Exercise directions: Please shift every coordinate by adding 57 to it, and write out again every line of the material between the lines holding "# Looking at the image above, find every thick" and "(130, 466), (179, 590)", inclusive, leaving all other text unchanged.

^^^^^^^^

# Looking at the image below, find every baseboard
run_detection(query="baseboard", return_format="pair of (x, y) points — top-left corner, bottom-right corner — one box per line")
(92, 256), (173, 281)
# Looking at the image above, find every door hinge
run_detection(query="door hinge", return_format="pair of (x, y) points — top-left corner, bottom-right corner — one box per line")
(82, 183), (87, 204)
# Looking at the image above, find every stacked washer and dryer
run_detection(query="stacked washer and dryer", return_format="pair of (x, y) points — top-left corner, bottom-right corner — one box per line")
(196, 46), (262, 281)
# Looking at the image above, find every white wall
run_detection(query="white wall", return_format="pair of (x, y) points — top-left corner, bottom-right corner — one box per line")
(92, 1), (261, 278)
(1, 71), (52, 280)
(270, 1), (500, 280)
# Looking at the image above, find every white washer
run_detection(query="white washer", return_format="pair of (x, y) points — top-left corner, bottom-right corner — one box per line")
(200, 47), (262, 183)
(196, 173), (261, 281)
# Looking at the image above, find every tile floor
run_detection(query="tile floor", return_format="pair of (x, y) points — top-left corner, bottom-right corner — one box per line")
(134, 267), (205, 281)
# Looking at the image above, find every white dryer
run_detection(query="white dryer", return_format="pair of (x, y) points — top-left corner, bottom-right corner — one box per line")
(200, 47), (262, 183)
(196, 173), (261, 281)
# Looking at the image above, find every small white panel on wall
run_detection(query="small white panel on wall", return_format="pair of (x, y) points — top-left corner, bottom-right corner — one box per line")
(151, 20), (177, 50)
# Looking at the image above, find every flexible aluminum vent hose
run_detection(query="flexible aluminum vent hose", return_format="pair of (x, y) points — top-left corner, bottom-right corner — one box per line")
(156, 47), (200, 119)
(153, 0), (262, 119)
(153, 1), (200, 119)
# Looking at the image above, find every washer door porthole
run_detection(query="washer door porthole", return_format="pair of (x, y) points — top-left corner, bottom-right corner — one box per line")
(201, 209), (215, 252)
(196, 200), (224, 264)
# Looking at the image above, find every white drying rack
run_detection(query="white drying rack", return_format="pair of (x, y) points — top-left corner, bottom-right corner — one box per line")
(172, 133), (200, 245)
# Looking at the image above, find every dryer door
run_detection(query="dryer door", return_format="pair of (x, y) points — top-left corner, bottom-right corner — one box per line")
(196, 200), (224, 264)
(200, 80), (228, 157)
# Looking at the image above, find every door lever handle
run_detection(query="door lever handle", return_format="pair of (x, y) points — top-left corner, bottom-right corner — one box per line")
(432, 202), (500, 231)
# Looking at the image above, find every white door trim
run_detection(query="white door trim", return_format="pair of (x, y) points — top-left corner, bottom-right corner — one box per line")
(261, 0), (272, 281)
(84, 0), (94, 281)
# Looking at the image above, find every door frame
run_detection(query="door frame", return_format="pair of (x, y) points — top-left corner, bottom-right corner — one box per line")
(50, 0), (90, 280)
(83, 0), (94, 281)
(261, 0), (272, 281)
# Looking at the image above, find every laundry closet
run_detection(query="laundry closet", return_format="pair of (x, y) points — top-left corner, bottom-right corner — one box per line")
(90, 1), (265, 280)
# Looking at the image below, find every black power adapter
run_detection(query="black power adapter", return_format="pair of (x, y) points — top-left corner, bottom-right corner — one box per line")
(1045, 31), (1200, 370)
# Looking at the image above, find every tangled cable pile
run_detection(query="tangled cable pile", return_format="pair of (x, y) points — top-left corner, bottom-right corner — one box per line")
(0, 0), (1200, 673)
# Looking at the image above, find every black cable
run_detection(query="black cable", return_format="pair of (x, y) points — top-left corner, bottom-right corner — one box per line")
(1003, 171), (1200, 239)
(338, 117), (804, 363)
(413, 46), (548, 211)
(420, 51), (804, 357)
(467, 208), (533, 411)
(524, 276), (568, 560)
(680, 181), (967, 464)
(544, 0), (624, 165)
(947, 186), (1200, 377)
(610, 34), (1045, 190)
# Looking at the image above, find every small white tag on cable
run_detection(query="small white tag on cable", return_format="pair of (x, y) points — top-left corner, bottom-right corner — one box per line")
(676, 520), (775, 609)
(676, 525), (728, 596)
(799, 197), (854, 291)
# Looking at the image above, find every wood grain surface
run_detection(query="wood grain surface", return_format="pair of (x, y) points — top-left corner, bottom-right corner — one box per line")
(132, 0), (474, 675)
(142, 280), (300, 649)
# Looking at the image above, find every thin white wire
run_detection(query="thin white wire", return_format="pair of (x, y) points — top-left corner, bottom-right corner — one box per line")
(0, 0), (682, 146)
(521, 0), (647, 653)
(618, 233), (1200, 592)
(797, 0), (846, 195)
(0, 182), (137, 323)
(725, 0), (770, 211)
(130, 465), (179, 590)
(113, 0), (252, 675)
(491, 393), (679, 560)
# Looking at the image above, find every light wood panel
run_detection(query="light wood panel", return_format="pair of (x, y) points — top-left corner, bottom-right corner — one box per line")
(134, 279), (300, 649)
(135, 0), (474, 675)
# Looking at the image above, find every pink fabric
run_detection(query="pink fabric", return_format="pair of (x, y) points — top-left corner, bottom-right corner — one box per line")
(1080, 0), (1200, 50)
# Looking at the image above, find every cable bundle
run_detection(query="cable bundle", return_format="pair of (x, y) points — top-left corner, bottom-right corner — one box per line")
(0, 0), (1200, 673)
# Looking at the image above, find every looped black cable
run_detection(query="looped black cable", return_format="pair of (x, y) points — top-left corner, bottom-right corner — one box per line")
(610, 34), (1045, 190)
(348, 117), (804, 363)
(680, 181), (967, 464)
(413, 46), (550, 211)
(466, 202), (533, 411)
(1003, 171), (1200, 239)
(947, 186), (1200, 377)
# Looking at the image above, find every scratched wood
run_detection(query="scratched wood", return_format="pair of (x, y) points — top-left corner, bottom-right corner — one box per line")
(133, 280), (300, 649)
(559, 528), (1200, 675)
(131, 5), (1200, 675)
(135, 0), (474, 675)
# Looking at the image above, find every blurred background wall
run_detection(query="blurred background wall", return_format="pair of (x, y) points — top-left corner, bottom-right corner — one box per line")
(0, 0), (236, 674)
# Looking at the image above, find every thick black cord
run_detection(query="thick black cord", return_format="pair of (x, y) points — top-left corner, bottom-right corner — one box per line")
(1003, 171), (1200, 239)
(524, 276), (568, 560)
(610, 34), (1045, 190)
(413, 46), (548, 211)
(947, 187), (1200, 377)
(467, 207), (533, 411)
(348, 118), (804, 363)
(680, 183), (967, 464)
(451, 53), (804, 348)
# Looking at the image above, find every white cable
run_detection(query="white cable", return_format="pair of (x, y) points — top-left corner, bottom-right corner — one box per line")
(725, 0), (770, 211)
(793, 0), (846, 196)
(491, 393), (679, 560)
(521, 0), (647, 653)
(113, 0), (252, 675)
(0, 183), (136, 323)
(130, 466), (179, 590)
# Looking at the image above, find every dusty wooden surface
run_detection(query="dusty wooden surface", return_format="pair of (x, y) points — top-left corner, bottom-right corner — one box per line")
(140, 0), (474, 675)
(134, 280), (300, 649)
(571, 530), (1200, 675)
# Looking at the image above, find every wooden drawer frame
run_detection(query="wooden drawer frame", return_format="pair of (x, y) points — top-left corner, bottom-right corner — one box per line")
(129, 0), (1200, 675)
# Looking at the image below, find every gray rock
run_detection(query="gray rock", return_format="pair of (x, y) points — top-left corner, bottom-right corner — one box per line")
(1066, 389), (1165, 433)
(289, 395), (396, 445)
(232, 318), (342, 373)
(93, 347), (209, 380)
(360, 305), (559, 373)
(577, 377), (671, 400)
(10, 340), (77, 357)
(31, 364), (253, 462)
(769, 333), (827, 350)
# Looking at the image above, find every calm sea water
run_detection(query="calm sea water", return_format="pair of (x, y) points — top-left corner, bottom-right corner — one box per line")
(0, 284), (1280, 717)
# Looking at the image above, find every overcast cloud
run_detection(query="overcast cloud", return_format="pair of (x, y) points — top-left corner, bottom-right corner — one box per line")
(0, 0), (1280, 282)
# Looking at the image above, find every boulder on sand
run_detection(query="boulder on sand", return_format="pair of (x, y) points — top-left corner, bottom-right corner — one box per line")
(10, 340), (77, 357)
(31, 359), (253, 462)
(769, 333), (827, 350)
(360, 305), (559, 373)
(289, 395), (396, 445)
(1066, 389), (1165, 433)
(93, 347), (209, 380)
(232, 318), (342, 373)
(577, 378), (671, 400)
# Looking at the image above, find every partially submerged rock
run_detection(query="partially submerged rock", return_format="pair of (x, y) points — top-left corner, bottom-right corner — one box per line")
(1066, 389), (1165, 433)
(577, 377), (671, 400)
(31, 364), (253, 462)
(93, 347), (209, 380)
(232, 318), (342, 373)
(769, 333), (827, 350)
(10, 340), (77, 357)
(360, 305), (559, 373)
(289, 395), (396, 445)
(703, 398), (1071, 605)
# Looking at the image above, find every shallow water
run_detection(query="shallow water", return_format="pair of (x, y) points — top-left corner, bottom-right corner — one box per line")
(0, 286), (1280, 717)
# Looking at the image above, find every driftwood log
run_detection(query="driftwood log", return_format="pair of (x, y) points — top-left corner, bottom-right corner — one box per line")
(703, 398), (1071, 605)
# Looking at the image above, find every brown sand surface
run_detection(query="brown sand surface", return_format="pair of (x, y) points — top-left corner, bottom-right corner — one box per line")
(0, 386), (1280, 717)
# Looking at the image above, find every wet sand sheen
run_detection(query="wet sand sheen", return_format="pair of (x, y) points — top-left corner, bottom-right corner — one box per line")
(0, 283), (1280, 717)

^^^^^^^^

Result of the exercise:
# Looking at the image above, find every thick black cord
run_detection(query="thick black cord", return_format="pair of (x, y) points — top-left corner, bottom-right corner — one box per line")
(1060, 228), (1257, 296)
(581, 333), (625, 617)
(667, 91), (1102, 247)
(470, 103), (605, 268)
(1004, 244), (1257, 434)
(524, 264), (590, 468)
(405, 175), (861, 420)
(737, 240), (1024, 521)
(508, 110), (861, 405)
# Looking at the image above, find every white cable
run_detection(query="white cable", return_format="pair of (x, y) points — top-left corner, bottom-right corner — one box per line")
(782, 57), (827, 268)
(850, 57), (903, 253)
(548, 450), (736, 617)
(578, 57), (704, 710)
(170, 57), (309, 732)
(57, 240), (193, 380)
(187, 523), (236, 647)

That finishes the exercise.